* [Text provided]
Start of Block

Joseph was brought to Egypt and sold to Potiphar, the Captain of Pharaoh’s Guard, who saw that “the Lord was with Joseph and that the Lord gave him success in everything he did, so Potiphar put him in charge of his household and of all that he owned [and] the Lord blessed…everything Potiphar had, both in the house and in the field. So Potiphar left everything he had in Joseph’s care.” When Joseph is approached by Potiphar’s adulterous wife, he responds that “With me in charge, my master does not concern himself with anything in the house; everything he owns he has entrusted to my care. No one is greater in this house than I am” (ref. Genesis 39:1-9).
After being falsely accused by Potiphar’s wife, Joseph was thrown into prison where “the Lord was with him; and granted Joseph kindness and favor in the eyes of the prison warden [who] put Joseph in charge of all those held in the prison, and he was made responsible for all that was done there…and all that he did, the Lord made it to prosper” (ref. Genesis 39:10-23).
While Joseph was in prison, he was put in charge of two of the Pharaoh’s officials, the Chief Cup-bearer and the Chief Baker, who both had a dream the same night and were dejected when there was no one who could interpret their dreams. When they shared their concerns with Joseph, he replied “Do not interpretations belong to God? Please tell them to me” before explaining that the Chief Cup-bearer would be restored to his position in three days, while the Chief Baker would be executed in three days, on Pharaoh’s birthday.
Two years later, Pharaoh had disturbing dreams two nights in a row and told the reinstated Chief Cup-bearer how he had “sent for all the magicians and wise men of Egypt, but no one could interpret his dreams” (Genesis 41:8). The Chief Butler remembered Jacob who had interpreted his own dream, while in prison, and “Pharaoh sent for Joseph [explaining that he] had a dream, and no one [could] interpret it, but [Pharaoh had] heard that when [Joseph] heard a dream, [he] could interpret it”. Joseph correct Pharaoh, “I cannot do it, but God will give Pharaoh the answer he desires”.

End of Block

* [Material supplied]
Start of Block

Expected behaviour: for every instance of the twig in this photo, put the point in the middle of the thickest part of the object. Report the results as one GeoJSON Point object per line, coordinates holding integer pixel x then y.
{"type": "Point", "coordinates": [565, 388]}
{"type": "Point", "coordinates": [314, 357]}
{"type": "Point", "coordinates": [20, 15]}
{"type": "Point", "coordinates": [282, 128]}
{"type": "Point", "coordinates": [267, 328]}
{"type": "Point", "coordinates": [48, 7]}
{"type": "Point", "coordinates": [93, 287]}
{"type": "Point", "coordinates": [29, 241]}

End of Block

* [Tasks for this exercise]
**A.** In the passage about Joseph in Egypt, what position did Potiphar hold?
**B.** Please continue the passage about Joseph in Egypt from where it stops.

* [Expected results]
**A.** Potiphar was the Captain of Pharaoh's Guard.

**B.**
After Joseph interpreted Pharaoh’s dreams, which predicted seven years of good harvest before seven years of intense famine, Joseph shrewdly suggests that Pharaoh “look for a discerning and wise man and put him charge of the land of Egypt, appoint commissioners over the land to take a fifth of the harvest of Egypt during the seven years of abundance, collecting all the food of these good years that are coming and store up the grain under the authority of Pharaoh, to be kept in cities for food. This food should be held in reserve for the country, to be used during the seven years of famine that will come upon Egypt, so that the country may not be ruined by famine”.
Pharaoh recognized Joseph as “being filled with the Spirit of God [and] since God made all this known to [him], there [was] no one so discerning and wise as [him], so Pharaoh put [Joseph] in charge of the whole land of Egypt,” (Genesis 41:37-41). It was the first day, of the first month, the same day Christ would later start His Ministry, that Joseph is elevated to Prime Minister over Egypt.
Joseph first began managing his father’s flocks, before taking over Potiphar’s household, then the affairs of the prison, and finally, the whole administrative system of Egypt. Likewise, Joseph started by first interpreting his own dreams, then those of Pharaoh’s officials, before finally explaining Pharaoh’s prophet dream, having developed so much in his gifting, that he recognized that “the reason the dream was given to Pharaoh in two forms is that the matter [had] been firmly decided by God, and God [would] do it soon” (Genesis 41:32). But Joseph realized that he was successful in his efforts because the Lord made them prosperous, just as his interpretations came from God.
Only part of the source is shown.